- [ПРЕДОСТАВЛЕННЫЙ ОТРЫВОК]
Эндрю Соломон - The Irony Tower. Советские художники во времена гласности
Все эти перипетии вывели Свена на путь, с которого он уже не мог свернуть. «Все мои друзья были так или иначе связаны с обществом – они учились на оформителей книг или на сценографов. Для меня все связи, все возможности войти в приличное общество были отрезаны. В то время большинство советских людей, даже если они ненавидели власть, мечтали о хорошей работе, о том, чтобы занять какой-нибудь важный пост, об интересных поездках, может быть, и на Запад. Но я знал, что это не для меня, что со всем этим кончено, что у меня никогда не будет хорошей работы, что я никогда не получу иностранный паспорт, что я никогда не смогу опубликовать статью или вступить в Союз художников». Он вел абсолютно беспорядочную жизнь, время от времени устраиваясь на какую-нибудь неквалифицированную работу, договариваясь с каким-нибудь сторожем или прорабом, что будет работать за него за половину зарплаты. Таким образом, у него оставалось много времени для того, чтобы заниматься искусством.

- [ПРЕДОСТАВЛЕННЫЕ ДАННЫЕ]
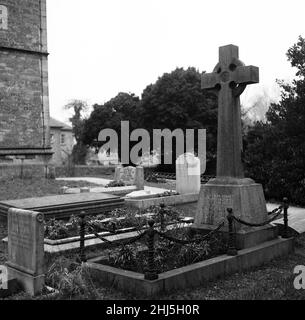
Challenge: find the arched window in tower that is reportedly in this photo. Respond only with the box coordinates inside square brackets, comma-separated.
[0, 4, 8, 30]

- [ЗАДАНИЯ]
1. Ответьте на вопросы по отрывку:
(a) На кого учились друзья Свена?
(b) О чем, по словам Свена, мечтало в то время большинство советских людей?
(c) За какую часть зарплаты Свен договаривался работать за сторожа или прораба?
2. Перечислите по отрывку всё, чего, как знал Свен, у него никогда не будет или что он никогда не сможет сделать.

- [ПОЛНЫЕ ОТВЕТЫ]
1.
(a) На оформителей книг или на сценографов.
(b) О хорошей работе, о важном посте, об интересных поездках, может быть, и на Запад.
(c) За половину зарплаты.

2.
- Хорошей работы у него никогда не будет.
- Иностранный паспорт он никогда не получит.
- Опубликовать статью он никогда не сможет.
- Вступить в Союз художников он никогда не сможет.